What needs to be done.
After locating the line with "Each instance receives one point. Mark the evergreen" in the records below, print it and every line after it exactly.

Point localization data
━━━━━━
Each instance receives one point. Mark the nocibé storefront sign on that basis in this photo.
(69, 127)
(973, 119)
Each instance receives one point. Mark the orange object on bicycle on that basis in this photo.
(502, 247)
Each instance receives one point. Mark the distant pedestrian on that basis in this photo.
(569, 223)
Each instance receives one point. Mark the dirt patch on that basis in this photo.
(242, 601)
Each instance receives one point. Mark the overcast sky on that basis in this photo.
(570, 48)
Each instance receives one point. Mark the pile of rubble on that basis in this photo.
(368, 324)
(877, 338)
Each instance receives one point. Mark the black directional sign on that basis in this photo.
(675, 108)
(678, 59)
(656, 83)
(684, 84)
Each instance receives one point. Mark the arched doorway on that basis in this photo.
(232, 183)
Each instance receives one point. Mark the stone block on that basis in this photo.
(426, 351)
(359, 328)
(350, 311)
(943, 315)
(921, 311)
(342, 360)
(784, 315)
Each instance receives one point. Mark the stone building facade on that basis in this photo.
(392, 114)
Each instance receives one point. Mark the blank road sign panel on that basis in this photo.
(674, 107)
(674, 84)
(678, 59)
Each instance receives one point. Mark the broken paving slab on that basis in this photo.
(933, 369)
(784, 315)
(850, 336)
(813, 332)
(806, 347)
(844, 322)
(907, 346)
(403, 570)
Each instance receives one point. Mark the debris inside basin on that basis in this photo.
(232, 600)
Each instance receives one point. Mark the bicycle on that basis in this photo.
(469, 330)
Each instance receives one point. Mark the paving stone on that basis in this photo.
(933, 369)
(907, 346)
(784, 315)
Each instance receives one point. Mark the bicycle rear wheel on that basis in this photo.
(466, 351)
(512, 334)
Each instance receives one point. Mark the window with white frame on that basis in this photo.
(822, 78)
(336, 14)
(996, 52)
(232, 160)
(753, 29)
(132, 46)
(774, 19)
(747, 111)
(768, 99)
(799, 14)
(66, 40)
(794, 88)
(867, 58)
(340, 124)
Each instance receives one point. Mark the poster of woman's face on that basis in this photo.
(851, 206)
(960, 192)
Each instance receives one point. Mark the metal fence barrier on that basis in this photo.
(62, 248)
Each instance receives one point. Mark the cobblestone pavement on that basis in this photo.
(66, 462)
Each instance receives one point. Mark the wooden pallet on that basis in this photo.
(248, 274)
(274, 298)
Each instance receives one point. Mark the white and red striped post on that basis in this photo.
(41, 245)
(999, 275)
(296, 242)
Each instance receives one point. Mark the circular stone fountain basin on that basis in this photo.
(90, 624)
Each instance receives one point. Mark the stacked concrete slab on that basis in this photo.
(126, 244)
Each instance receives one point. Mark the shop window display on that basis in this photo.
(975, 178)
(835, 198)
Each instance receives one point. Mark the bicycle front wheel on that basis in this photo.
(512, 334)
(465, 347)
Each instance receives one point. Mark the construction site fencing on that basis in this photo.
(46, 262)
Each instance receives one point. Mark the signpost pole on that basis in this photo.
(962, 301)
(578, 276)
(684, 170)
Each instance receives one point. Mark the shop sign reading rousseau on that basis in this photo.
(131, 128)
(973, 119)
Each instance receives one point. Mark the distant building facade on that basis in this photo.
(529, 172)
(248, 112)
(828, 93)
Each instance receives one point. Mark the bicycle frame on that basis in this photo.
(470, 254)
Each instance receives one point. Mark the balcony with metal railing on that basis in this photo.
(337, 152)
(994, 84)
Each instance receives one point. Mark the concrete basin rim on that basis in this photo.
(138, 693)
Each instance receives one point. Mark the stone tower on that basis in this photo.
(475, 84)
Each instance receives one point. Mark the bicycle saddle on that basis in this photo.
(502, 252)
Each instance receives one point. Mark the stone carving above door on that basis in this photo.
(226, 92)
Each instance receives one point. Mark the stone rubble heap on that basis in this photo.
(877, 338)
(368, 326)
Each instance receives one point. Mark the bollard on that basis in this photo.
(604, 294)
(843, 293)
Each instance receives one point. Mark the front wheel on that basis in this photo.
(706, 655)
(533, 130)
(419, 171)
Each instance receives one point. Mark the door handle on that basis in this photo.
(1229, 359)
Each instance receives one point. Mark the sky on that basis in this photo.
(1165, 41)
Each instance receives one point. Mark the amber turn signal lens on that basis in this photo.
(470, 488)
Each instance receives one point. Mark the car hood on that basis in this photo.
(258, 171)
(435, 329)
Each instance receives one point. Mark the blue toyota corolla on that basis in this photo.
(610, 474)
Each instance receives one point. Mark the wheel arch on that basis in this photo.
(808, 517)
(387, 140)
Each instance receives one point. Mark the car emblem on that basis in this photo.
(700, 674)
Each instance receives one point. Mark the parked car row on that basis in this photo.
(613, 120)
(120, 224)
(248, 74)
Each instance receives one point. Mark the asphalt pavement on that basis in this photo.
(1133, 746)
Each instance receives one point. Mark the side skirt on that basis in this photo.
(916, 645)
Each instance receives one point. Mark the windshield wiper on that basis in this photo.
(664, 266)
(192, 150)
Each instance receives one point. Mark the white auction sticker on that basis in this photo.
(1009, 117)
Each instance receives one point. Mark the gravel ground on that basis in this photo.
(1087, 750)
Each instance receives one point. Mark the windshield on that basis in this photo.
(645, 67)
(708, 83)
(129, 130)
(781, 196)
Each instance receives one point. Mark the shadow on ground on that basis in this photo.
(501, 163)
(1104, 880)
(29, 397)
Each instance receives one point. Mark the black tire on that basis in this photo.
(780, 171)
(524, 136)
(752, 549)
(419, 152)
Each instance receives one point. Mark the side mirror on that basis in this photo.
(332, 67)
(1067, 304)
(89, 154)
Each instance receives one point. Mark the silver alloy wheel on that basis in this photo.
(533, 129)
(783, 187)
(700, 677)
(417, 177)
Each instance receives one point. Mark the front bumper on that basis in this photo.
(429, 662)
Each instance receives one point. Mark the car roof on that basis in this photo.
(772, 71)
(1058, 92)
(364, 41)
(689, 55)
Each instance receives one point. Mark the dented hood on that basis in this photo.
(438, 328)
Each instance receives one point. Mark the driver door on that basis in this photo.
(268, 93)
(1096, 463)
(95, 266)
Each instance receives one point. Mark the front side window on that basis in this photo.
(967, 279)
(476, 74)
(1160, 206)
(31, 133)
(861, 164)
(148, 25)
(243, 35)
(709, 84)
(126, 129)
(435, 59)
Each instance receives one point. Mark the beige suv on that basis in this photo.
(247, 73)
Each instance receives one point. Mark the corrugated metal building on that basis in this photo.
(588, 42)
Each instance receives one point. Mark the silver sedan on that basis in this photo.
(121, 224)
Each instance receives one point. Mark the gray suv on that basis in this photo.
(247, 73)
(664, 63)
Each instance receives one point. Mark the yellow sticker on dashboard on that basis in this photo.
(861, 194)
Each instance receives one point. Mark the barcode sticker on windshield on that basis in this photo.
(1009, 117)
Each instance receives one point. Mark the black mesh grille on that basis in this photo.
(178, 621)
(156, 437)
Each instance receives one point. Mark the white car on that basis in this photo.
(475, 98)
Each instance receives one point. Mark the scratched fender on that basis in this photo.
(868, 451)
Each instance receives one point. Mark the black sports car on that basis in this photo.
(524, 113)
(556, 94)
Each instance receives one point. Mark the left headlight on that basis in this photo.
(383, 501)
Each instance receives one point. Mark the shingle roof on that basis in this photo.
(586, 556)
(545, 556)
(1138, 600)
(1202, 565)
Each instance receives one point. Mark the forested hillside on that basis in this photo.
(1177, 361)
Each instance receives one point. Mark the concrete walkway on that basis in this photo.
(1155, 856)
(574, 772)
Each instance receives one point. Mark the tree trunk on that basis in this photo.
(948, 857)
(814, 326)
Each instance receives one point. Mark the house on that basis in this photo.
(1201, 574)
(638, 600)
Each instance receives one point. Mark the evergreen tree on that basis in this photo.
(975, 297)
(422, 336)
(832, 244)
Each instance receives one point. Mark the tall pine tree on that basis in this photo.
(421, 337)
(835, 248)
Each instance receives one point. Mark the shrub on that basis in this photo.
━━━━━━
Exercise result.
Each instance receives one point. Mark the evergreen tree on that basis in this photo.
(975, 297)
(422, 336)
(832, 244)
Each instance receives one point. Mark the tall pine tree on that basis in this photo.
(421, 337)
(835, 248)
Each instance receives one point. Mark the shrub on that basis in this photo.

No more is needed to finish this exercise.